*Supplied material:*

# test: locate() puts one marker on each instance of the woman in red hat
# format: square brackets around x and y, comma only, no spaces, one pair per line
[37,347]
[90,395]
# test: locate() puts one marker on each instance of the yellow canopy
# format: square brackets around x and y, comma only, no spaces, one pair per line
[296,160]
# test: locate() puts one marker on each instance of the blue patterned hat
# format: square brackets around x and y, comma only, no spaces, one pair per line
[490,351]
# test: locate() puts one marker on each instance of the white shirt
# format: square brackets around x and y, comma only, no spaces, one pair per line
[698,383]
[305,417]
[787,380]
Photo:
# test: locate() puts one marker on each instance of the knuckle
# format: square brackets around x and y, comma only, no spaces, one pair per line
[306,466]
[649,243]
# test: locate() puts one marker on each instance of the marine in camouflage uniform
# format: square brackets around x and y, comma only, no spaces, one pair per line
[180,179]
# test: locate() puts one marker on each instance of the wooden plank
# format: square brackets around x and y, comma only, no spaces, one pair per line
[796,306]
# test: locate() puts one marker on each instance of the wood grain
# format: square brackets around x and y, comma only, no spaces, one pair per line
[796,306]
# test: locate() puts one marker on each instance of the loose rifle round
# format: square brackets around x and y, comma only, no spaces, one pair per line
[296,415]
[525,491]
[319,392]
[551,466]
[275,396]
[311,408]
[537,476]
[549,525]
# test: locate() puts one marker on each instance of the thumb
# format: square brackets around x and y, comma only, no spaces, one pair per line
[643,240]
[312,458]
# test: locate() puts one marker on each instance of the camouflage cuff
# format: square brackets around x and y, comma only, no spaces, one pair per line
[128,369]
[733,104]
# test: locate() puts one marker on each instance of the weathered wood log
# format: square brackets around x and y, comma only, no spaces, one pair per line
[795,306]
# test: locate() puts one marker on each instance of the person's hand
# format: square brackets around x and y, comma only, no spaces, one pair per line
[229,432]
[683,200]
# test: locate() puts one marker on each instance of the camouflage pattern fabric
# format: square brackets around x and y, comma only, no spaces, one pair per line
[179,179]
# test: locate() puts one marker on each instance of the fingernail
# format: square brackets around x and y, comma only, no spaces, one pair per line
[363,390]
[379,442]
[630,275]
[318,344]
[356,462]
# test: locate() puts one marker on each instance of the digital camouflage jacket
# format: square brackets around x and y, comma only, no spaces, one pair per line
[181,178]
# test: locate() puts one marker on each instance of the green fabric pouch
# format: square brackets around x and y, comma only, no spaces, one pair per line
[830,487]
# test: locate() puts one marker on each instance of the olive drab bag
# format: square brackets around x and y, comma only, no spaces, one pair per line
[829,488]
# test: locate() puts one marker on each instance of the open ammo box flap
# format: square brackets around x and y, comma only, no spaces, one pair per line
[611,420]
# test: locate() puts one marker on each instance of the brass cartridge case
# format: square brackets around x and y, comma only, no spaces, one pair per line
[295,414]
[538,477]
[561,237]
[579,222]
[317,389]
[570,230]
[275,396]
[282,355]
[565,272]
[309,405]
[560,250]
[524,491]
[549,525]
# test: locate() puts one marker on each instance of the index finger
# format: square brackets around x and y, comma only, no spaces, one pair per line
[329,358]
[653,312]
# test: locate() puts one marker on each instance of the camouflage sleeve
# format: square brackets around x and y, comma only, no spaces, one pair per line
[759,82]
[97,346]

*Task brief:* Reproduce every line of the data verbatim.

*Output of the task:*
# test: locate() puts one marker on each instance of the woman in red hat
# format: square brackets around x and y, comma only, no spaces, one pair per line
[37,347]
[90,395]
# test: locate() puts one marker on each instance of the yellow canopy
# format: square brackets around x and y, comma only, no spaces, one pair per line
[296,160]
# test: locate() puts one marker on each instance of the blue patterned hat
# format: square brackets around x and y, comma only, no spaces, one pair per line
[490,351]
# test: locate() puts one marker on each instance of the white shirt
# format: square brackets around x and y, comma only, no spaces, one pair per line
[698,383]
[305,417]
[787,380]
Photo:
# test: locate() puts one marker on each instance of the knuckle
# format: square brackets around x and y, comma only, no spaces, one pair per line
[306,466]
[649,243]
# test: locate() puts one marker on each instance of the marine in camouflage uniform
# format: square brackets around x and y, comma only, no spaces, one pair per line
[180,179]
# test: locate() puts one marker on each instance of the wooden plank
# format: square brackets around x and y, comma only, no spaces, one pair per line
[796,306]
# test: locate() puts one marker on each instance of the wood grain
# format: square brackets around x and y, comma only, no spaces, one pair per line
[796,306]
# test: locate() puts one marker on each instance of the loose rifle round
# format: square brackets around x and y, comma only, no spaces, one pair per line
[296,415]
[525,491]
[319,392]
[551,466]
[275,396]
[311,408]
[537,476]
[549,525]
# test: locate() puts one marker on each instance of the thumb
# format: square brackets around x and y, comma only, no spaces, one pair per line
[643,240]
[312,458]
# test: locate() puts one marker on each instance of the camouflage cuff
# format: square brackets around x and y, comma only, no spaces, one pair per line
[128,369]
[733,104]
# test: locate() puts one marker on each instance of the weathered wood log
# format: square brackets around x and y, comma only, no spaces, one pair per line
[795,306]
# test: locate() puts one marker on each instance of the person's hand
# format: square brackets around x and y, comma only, no spaces, one pair per line
[229,432]
[683,200]
# test: locate() puts one marker on each instance of the camouflage pattern fabric
# format: square brackets around x and y, comma only, no spaces, one pair per line
[179,179]
# test: locate() puts one marker on each instance of the fingernail
# format: square brackets around x and y, comma only, no spaces, one pair per line
[363,390]
[379,442]
[630,275]
[318,344]
[356,462]
# test: locate() puts one marker on each instance of the digital camouflage jacket
# format: square brackets around x and y, comma only, no spaces, one pair per line
[181,178]
# test: locate() puts one marker on each instance of the green fabric pouch
# format: square brackets around x and y, comma only, no spaces, one pair per line
[830,487]
# test: locate() puts one marker on each instance of the olive drab bag
# format: square brackets around x and y, comma only, no spaces, one pair per line
[829,488]
# test: locate() puts one marker on each instance of the open ammo box flap
# format: square brackets around x and y, comma only, no spaces, one pair per line
[611,420]
# test: locate() puts one marker on each instance of the brass cartridge case
# format: square brackets around x and y, comma only, no spaces, one pair per line
[295,414]
[538,477]
[561,237]
[579,222]
[317,389]
[570,230]
[275,396]
[282,355]
[565,272]
[309,405]
[560,250]
[524,491]
[549,525]
# test: locate() puts one marker on each instance of the index finger
# format: square brackets around x and y, comma only, no spaces, one pair per line
[329,358]
[653,312]
# test: locate() puts one marker on each instance of the camouflage sleeve
# format: square brackets around x and y, comma only, no spaces, one pair per line
[759,82]
[97,346]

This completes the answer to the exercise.